Action item. Below are the records; copy exactly the stretch from the line containing "Target: bottle" through the line containing "Target: fingernail", both ends included, and nothing else.
━━━━━ Material provided ━━━━━
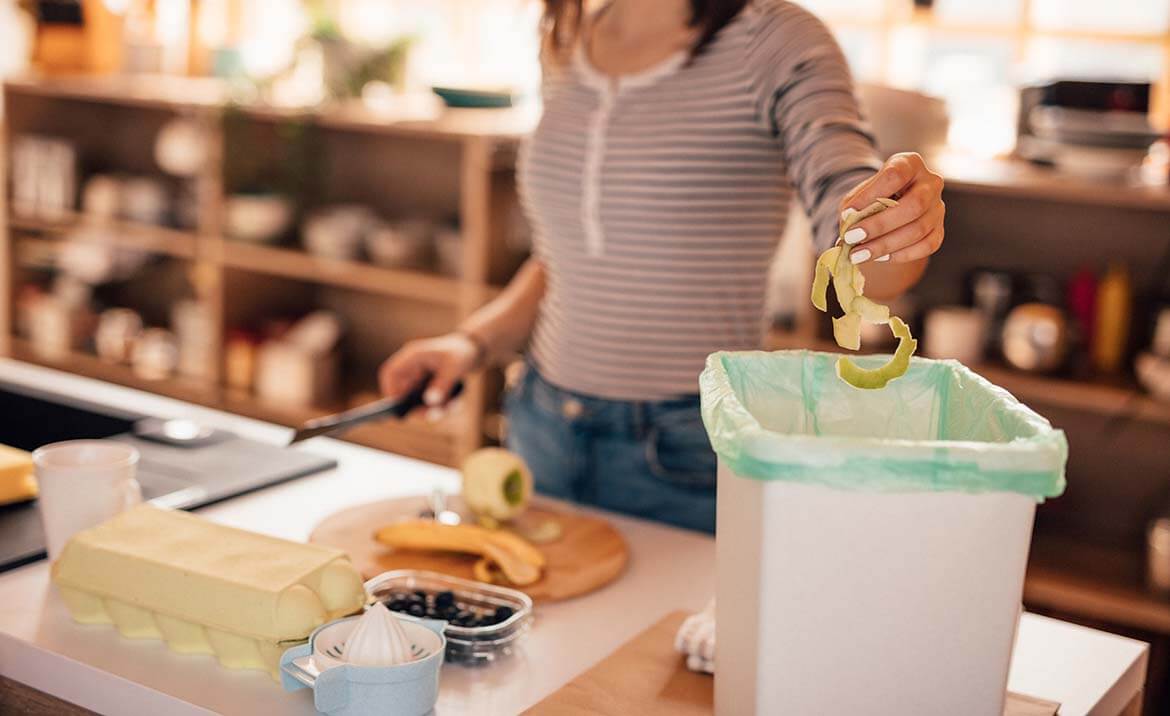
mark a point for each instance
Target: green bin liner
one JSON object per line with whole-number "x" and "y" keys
{"x": 786, "y": 415}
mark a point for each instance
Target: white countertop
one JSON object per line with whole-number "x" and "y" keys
{"x": 1088, "y": 672}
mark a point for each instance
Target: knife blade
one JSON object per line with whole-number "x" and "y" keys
{"x": 378, "y": 410}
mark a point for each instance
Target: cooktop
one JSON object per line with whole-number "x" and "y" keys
{"x": 177, "y": 474}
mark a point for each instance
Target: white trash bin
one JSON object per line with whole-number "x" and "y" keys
{"x": 871, "y": 544}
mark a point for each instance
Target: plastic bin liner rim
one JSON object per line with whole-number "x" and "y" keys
{"x": 1030, "y": 462}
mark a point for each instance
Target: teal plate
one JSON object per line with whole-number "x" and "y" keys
{"x": 475, "y": 98}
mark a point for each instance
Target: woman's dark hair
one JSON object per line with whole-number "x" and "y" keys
{"x": 563, "y": 20}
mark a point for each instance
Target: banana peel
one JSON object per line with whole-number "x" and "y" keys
{"x": 878, "y": 378}
{"x": 848, "y": 283}
{"x": 516, "y": 558}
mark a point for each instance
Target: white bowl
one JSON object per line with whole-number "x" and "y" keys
{"x": 403, "y": 245}
{"x": 256, "y": 218}
{"x": 338, "y": 232}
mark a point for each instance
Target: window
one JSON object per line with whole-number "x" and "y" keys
{"x": 976, "y": 53}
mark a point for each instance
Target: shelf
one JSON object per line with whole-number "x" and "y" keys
{"x": 294, "y": 263}
{"x": 1093, "y": 582}
{"x": 169, "y": 93}
{"x": 124, "y": 234}
{"x": 1019, "y": 179}
{"x": 1100, "y": 397}
{"x": 85, "y": 364}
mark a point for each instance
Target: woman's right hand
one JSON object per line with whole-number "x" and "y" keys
{"x": 445, "y": 358}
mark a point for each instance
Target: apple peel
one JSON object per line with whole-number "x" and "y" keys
{"x": 848, "y": 283}
{"x": 871, "y": 379}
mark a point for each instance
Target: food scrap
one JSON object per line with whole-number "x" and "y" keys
{"x": 514, "y": 557}
{"x": 848, "y": 284}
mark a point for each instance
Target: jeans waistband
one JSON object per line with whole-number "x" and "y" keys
{"x": 634, "y": 415}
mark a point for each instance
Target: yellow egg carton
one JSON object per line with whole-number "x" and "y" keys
{"x": 204, "y": 587}
{"x": 18, "y": 482}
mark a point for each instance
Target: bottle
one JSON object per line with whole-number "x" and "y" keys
{"x": 1114, "y": 314}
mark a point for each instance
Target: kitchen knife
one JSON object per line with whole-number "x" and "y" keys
{"x": 378, "y": 410}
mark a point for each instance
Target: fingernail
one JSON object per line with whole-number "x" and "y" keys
{"x": 854, "y": 235}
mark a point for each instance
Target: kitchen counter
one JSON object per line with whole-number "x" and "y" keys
{"x": 1088, "y": 672}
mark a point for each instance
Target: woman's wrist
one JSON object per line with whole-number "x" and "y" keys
{"x": 482, "y": 350}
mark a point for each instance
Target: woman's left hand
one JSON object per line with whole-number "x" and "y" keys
{"x": 908, "y": 232}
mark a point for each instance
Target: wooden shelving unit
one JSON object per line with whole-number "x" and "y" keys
{"x": 123, "y": 234}
{"x": 359, "y": 275}
{"x": 456, "y": 164}
{"x": 1109, "y": 398}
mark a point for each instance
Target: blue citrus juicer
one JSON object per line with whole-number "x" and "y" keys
{"x": 345, "y": 689}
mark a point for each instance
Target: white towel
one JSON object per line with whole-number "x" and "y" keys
{"x": 696, "y": 640}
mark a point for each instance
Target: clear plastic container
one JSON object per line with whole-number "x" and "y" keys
{"x": 470, "y": 646}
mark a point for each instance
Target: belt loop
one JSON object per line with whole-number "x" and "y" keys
{"x": 639, "y": 419}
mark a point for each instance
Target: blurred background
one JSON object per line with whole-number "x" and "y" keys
{"x": 248, "y": 205}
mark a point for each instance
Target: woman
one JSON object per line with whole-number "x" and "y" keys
{"x": 658, "y": 181}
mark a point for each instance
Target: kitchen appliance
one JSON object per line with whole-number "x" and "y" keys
{"x": 170, "y": 475}
{"x": 345, "y": 689}
{"x": 1099, "y": 129}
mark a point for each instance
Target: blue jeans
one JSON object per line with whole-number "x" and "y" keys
{"x": 645, "y": 459}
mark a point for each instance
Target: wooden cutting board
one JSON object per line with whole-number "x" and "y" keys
{"x": 648, "y": 677}
{"x": 589, "y": 555}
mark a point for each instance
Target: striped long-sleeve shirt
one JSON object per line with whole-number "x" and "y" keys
{"x": 658, "y": 198}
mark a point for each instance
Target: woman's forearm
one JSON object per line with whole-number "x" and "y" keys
{"x": 504, "y": 324}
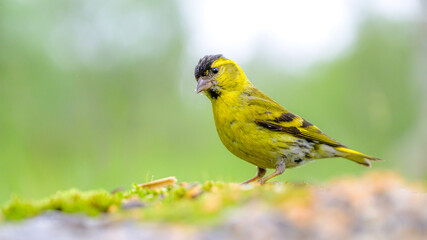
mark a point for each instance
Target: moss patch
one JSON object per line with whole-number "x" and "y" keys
{"x": 185, "y": 202}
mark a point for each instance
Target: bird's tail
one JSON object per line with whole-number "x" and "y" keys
{"x": 355, "y": 156}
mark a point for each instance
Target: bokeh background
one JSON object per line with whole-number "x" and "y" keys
{"x": 100, "y": 94}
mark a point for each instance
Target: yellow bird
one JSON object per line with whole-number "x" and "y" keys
{"x": 257, "y": 129}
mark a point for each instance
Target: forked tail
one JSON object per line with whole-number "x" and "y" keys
{"x": 355, "y": 156}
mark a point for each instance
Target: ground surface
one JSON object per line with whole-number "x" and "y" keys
{"x": 377, "y": 206}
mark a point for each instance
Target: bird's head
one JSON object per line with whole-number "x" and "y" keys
{"x": 217, "y": 75}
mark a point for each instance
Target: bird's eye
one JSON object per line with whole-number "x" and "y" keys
{"x": 215, "y": 70}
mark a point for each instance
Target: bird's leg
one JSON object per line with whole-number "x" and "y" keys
{"x": 261, "y": 172}
{"x": 280, "y": 168}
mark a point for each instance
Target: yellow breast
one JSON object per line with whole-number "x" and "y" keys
{"x": 239, "y": 133}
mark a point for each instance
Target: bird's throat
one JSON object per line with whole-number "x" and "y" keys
{"x": 213, "y": 93}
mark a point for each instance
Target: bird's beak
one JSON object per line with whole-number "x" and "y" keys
{"x": 204, "y": 84}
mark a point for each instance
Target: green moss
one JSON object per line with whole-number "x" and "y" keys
{"x": 91, "y": 203}
{"x": 185, "y": 202}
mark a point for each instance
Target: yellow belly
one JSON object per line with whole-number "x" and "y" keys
{"x": 239, "y": 136}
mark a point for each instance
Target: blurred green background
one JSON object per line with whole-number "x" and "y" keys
{"x": 100, "y": 94}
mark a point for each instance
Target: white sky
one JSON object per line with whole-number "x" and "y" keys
{"x": 299, "y": 32}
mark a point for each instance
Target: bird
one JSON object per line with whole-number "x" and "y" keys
{"x": 257, "y": 129}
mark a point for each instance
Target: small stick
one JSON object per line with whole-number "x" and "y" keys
{"x": 164, "y": 182}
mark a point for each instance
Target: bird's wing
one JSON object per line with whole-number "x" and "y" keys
{"x": 269, "y": 115}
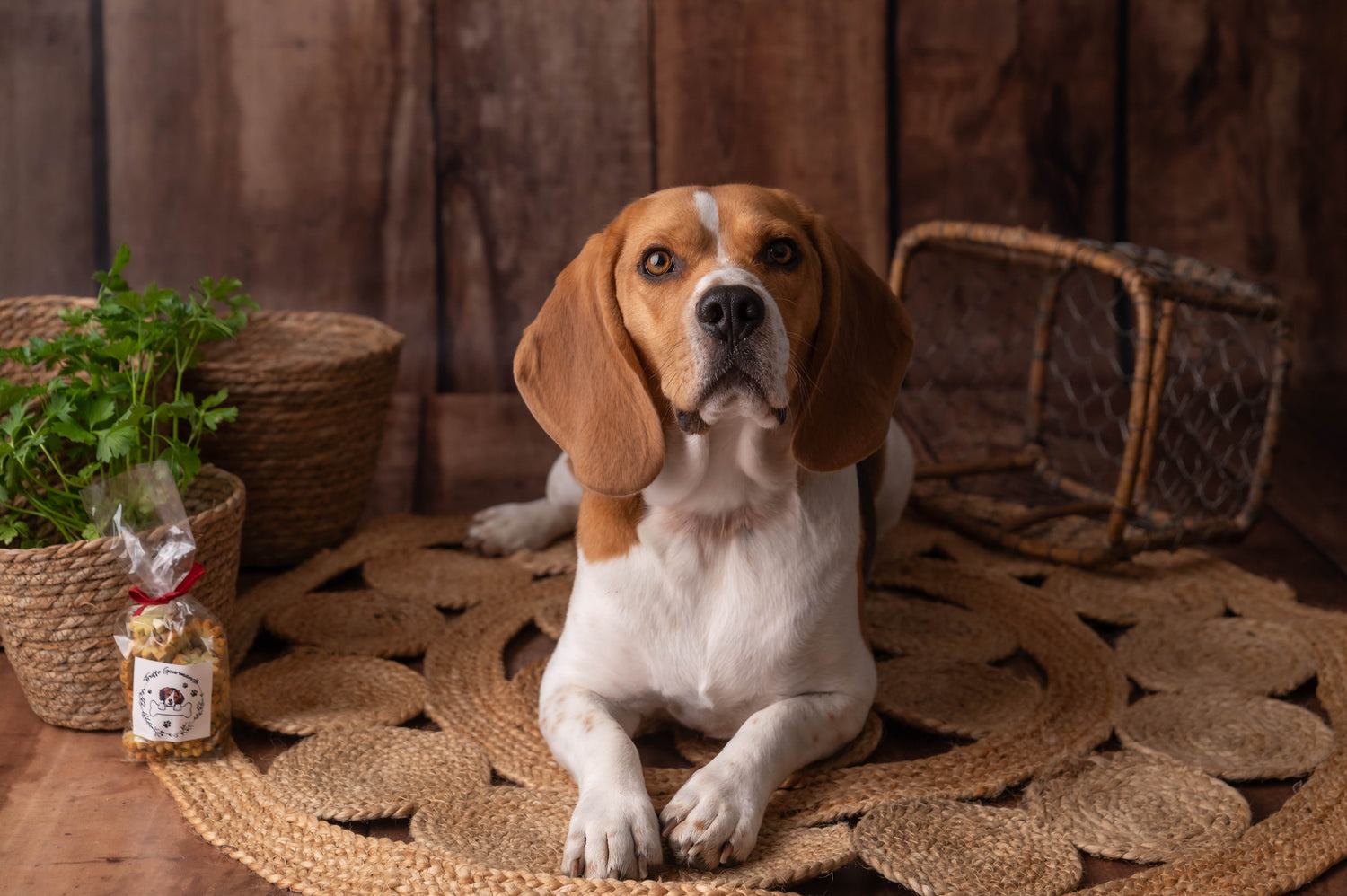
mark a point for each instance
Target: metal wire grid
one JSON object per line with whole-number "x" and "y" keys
{"x": 988, "y": 315}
━━━━━
Answer section.
Target: bottle
one JSON object per line with whole-number "x" and "y" keys
{"x": 1114, "y": 314}
mark a point for each instance
Target: kitchen knife
one JSON object per line with whole-number "x" and "y" keys
{"x": 378, "y": 410}
mark a point for each instance
Target: fingernail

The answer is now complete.